GIVEN INSTRUCTION.
Starting at the line that contains "Now, locate blue sandal." and stopping after the line that contains "[702,394,776,420]", write out those lines of the items again with "blue sandal" swapped for "navy sandal" and everything else left unchanged.

EXCERPTED RECORDS.
══════

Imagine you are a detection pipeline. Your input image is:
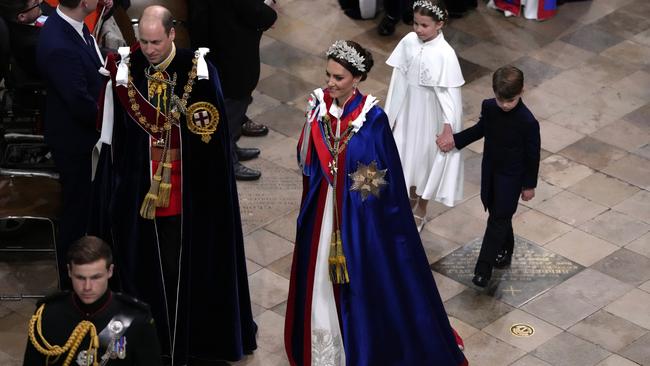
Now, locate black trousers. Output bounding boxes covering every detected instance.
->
[474,215,515,274]
[474,174,521,276]
[52,148,92,290]
[156,215,181,333]
[225,97,252,164]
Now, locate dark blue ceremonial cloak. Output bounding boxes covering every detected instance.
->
[92,49,257,365]
[285,91,467,366]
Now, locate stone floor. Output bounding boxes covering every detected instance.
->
[0,0,650,366]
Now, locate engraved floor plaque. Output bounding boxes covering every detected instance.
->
[237,159,302,235]
[431,236,584,307]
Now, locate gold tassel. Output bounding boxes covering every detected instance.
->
[329,230,350,284]
[140,162,163,220]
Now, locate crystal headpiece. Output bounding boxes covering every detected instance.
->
[325,40,366,72]
[413,0,445,20]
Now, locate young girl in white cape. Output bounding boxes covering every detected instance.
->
[385,0,465,230]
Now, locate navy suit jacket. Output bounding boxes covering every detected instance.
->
[36,12,104,154]
[454,98,540,215]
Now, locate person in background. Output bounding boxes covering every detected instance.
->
[386,0,465,231]
[437,66,540,287]
[188,0,277,180]
[32,0,112,289]
[23,236,161,366]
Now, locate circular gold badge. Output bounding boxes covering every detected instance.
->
[186,102,219,144]
[510,323,535,337]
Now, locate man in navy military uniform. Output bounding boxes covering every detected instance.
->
[23,236,161,366]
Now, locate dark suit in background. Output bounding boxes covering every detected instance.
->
[454,99,540,277]
[36,12,103,288]
[188,0,277,168]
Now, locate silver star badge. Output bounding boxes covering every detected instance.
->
[349,160,388,201]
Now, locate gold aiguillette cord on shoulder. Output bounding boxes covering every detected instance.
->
[29,304,99,366]
[123,50,197,220]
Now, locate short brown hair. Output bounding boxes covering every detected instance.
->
[413,0,449,25]
[67,235,113,268]
[492,65,524,99]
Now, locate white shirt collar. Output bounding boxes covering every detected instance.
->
[56,6,86,42]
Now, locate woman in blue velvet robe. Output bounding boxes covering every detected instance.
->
[285,41,467,366]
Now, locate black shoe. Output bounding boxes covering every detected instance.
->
[494,250,512,268]
[472,273,490,287]
[233,163,262,180]
[235,145,260,161]
[377,15,397,36]
[241,117,269,137]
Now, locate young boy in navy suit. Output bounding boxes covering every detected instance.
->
[437,66,540,287]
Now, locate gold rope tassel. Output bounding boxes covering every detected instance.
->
[140,162,164,220]
[28,304,99,366]
[329,230,350,284]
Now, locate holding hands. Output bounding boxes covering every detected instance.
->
[436,123,456,152]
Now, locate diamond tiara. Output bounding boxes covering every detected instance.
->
[325,40,366,72]
[413,0,445,21]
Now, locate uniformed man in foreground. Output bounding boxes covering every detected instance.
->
[23,236,161,366]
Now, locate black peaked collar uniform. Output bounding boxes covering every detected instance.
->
[23,291,160,366]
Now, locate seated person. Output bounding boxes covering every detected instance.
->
[23,236,161,366]
[0,0,54,82]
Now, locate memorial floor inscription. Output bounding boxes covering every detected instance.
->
[431,236,584,307]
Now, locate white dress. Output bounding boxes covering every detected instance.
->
[385,32,465,206]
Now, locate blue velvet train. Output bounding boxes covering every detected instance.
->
[285,91,467,366]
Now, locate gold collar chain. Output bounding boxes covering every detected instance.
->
[126,52,197,133]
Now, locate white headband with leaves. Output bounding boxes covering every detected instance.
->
[325,40,366,72]
[413,0,445,20]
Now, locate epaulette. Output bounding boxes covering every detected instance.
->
[36,291,70,308]
[113,292,150,312]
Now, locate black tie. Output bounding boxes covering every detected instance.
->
[83,24,96,52]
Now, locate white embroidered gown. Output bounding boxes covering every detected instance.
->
[386,33,464,206]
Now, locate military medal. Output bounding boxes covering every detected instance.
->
[77,350,94,366]
[186,102,219,144]
[348,160,388,202]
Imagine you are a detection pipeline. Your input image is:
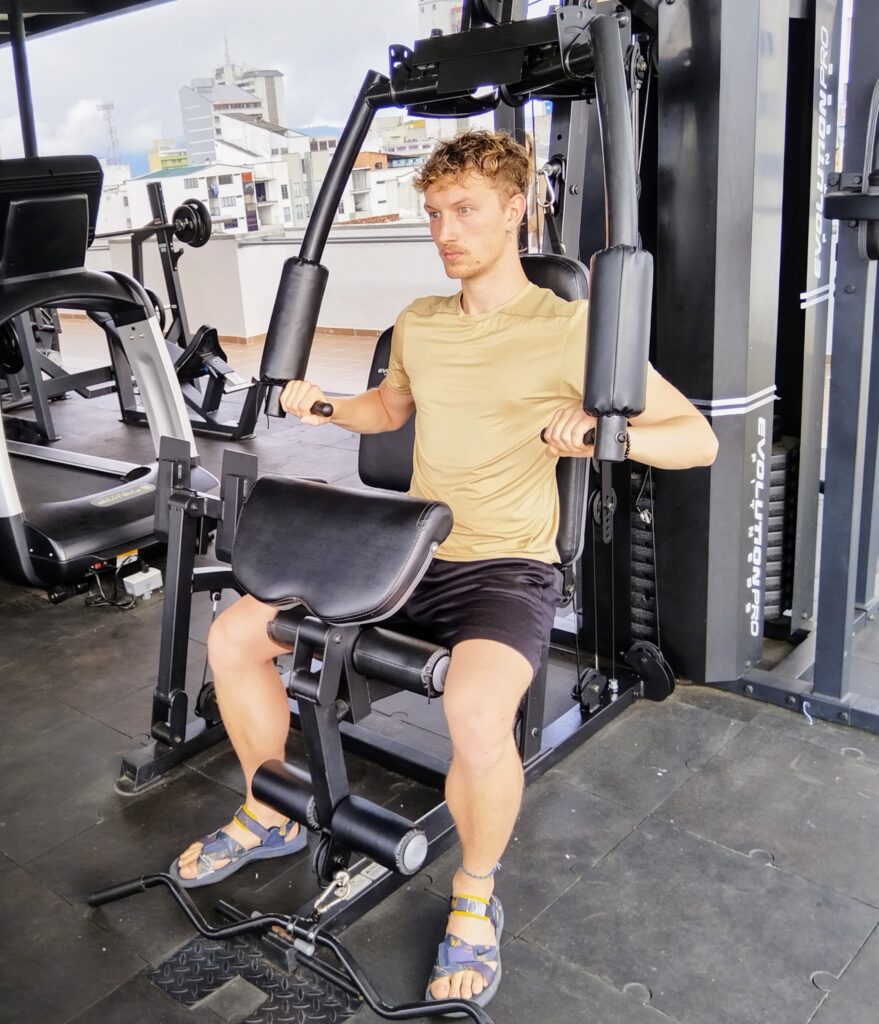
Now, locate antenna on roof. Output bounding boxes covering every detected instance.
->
[97,103,119,165]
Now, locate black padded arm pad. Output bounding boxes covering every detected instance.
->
[232,476,452,625]
[259,256,329,416]
[583,246,654,416]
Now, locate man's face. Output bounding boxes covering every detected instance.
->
[424,173,512,281]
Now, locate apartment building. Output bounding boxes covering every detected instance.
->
[127,159,293,234]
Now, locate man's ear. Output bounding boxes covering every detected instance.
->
[508,193,528,227]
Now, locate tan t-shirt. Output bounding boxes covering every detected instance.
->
[386,284,587,562]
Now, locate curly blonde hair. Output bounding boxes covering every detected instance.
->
[414,129,531,198]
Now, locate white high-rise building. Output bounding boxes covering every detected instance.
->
[214,53,287,126]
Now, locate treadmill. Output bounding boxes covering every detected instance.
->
[0,156,217,590]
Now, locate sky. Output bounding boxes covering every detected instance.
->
[0,0,428,159]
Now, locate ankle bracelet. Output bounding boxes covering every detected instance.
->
[461,861,501,882]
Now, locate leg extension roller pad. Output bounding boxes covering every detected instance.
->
[253,761,427,874]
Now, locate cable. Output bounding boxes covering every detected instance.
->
[85,562,137,611]
[644,466,662,651]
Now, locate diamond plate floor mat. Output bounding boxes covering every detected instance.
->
[150,936,361,1024]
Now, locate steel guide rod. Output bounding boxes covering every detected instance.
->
[9,0,37,157]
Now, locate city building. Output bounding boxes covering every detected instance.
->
[214,53,287,125]
[147,138,190,171]
[179,78,260,165]
[127,158,295,234]
[95,160,133,233]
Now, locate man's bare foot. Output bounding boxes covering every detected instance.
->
[177,804,299,882]
[429,870,497,999]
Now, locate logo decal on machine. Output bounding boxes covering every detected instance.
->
[803,25,835,284]
[745,416,766,637]
[90,483,156,509]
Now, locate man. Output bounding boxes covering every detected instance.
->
[172,131,717,1005]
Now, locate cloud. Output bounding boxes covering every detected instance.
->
[0,0,418,157]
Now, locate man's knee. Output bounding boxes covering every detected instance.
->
[443,686,517,770]
[208,598,275,673]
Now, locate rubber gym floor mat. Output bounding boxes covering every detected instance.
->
[150,936,360,1024]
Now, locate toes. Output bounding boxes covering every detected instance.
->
[449,971,463,999]
[430,978,449,999]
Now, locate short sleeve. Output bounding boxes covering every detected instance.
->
[559,300,589,401]
[384,310,412,394]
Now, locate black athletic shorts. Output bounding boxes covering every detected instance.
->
[381,558,562,672]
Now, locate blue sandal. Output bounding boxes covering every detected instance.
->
[425,896,504,1017]
[169,804,308,889]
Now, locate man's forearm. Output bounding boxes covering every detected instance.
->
[332,388,399,434]
[629,416,717,469]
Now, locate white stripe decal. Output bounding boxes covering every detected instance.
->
[800,292,830,309]
[689,384,776,410]
[800,283,830,300]
[702,394,776,420]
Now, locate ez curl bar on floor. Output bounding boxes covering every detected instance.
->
[88,872,492,1024]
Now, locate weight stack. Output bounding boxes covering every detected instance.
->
[763,437,800,622]
[630,471,657,643]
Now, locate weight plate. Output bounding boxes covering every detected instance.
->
[183,199,213,249]
[173,203,201,246]
[0,321,25,374]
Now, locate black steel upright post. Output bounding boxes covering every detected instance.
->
[147,181,193,348]
[654,0,789,682]
[782,0,842,630]
[854,280,879,611]
[813,0,879,699]
[9,0,37,157]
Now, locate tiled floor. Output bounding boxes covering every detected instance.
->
[0,328,879,1024]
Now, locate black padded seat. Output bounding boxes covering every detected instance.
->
[232,476,452,625]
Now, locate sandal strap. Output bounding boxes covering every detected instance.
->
[430,935,500,986]
[196,828,246,879]
[234,804,293,846]
[449,895,501,931]
[449,896,489,921]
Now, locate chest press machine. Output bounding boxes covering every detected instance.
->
[89,4,673,1021]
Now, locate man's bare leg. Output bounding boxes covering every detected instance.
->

══════

COMPLETE ANSWER.
Now, locate navy sandal. Output bounding boxes covering every detected instance.
->
[425,896,504,1017]
[169,804,308,889]
Now, locate man's forearm. Output bounding boxes covering every detected instance.
->
[332,388,399,434]
[629,416,717,469]
Now, locate white stripe decal. Output bounding boxes covering every detected instance.
->
[800,292,830,309]
[689,384,776,410]
[800,283,830,300]
[702,394,776,420]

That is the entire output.